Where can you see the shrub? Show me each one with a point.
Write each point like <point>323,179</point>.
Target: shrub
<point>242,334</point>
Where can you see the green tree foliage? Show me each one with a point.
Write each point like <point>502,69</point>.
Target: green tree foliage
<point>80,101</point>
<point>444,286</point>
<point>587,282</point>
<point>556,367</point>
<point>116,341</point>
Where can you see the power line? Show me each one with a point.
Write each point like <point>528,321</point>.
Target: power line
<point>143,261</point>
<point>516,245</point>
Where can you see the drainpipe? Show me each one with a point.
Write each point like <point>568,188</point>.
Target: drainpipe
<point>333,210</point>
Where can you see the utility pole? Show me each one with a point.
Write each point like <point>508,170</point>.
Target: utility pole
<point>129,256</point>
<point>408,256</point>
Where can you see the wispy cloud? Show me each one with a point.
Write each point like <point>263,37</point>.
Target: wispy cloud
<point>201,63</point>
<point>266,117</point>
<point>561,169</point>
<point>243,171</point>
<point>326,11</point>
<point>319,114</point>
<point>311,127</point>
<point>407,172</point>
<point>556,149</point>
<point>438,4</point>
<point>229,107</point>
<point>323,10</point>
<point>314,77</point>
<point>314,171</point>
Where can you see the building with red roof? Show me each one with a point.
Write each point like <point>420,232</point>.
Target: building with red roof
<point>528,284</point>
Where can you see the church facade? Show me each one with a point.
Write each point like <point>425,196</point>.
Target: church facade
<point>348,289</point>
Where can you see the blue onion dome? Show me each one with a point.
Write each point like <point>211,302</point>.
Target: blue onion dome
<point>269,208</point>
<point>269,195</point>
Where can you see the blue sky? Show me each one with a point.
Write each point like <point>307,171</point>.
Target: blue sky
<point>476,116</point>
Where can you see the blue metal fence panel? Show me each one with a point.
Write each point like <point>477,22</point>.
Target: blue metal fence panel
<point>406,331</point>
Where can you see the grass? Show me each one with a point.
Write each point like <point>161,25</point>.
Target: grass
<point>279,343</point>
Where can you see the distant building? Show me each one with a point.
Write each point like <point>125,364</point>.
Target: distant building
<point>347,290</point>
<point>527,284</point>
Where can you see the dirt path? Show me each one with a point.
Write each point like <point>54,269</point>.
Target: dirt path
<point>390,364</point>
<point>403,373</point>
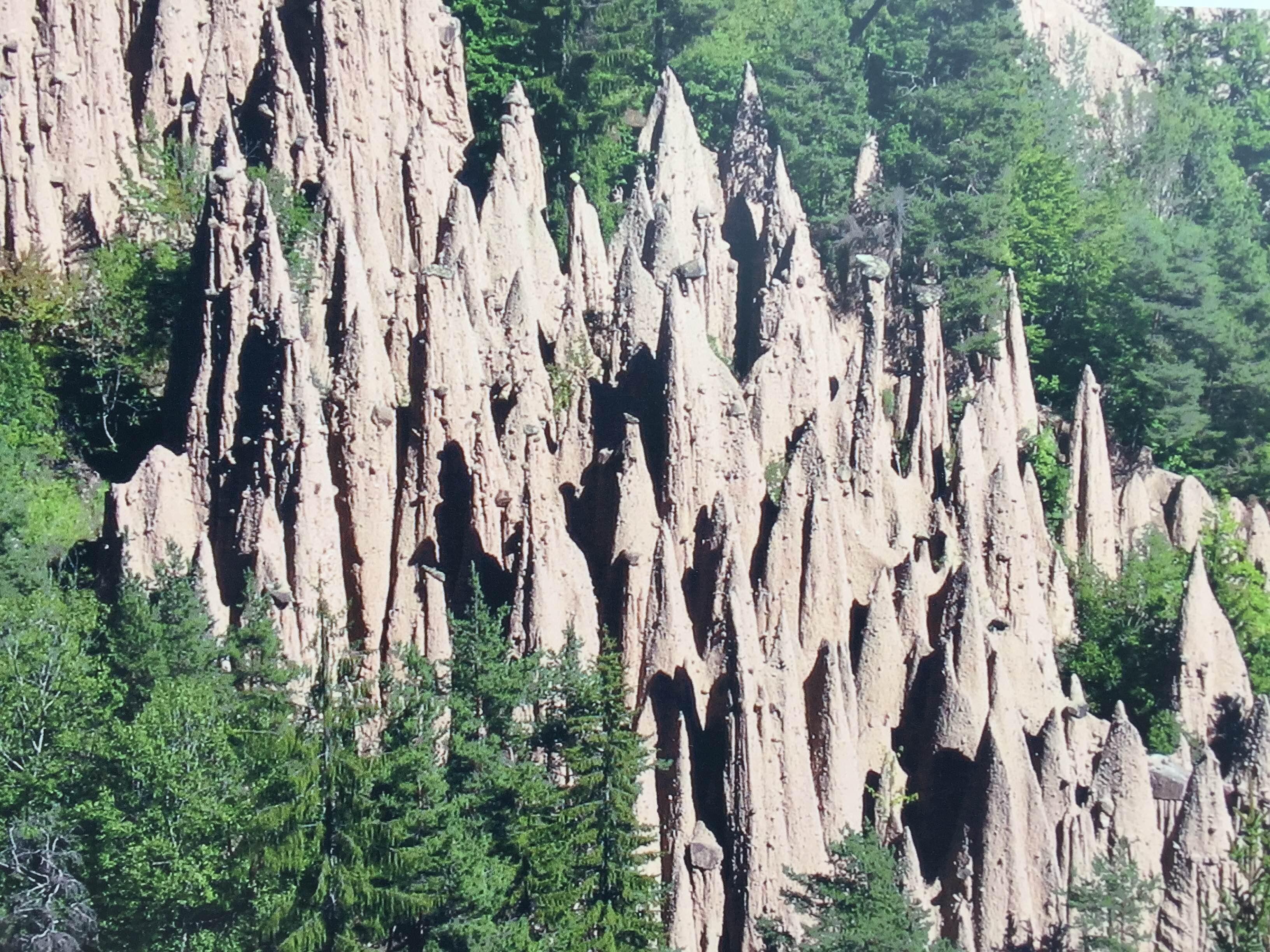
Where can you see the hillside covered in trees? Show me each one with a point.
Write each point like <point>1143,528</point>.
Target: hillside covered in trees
<point>1138,236</point>
<point>186,766</point>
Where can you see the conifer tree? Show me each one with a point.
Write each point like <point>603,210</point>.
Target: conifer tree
<point>611,902</point>
<point>858,907</point>
<point>321,830</point>
<point>1110,910</point>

#### Instructions for the task:
Please give back exactly the lines of this listing beginning at the line with "Target: shrub" and ending with the line with "Write each point like <point>420,232</point>.", both included, and nothing else.

#### Your solution:
Target: shrub
<point>242,334</point>
Where can you see the green tree foliage? Show me each one with a point.
Write each point like <point>502,69</point>.
Target: green tree foliage
<point>80,101</point>
<point>444,286</point>
<point>587,282</point>
<point>556,367</point>
<point>116,341</point>
Where can you see the power line? Show me each one with a point.
Write each point like <point>528,321</point>.
Target: power line
<point>143,261</point>
<point>516,245</point>
Where can you see the drainpipe? Show me each one with a point.
Write each point like <point>568,188</point>.
Target: drainpipe
<point>333,210</point>
Where can you see the utility pole? Show me each one with a point.
Write each point like <point>508,170</point>.
Target: utility pole
<point>129,256</point>
<point>408,256</point>
Where can you see the wispy cloud? Show me each one with a point.
Write each point like <point>263,37</point>.
Target: wispy cloud
<point>201,63</point>
<point>266,117</point>
<point>561,169</point>
<point>243,171</point>
<point>326,11</point>
<point>319,114</point>
<point>311,127</point>
<point>407,172</point>
<point>556,149</point>
<point>438,4</point>
<point>229,107</point>
<point>323,10</point>
<point>314,77</point>
<point>314,171</point>
Where can you see the building with red roof? Show me each one with a point.
Write each point like <point>420,232</point>.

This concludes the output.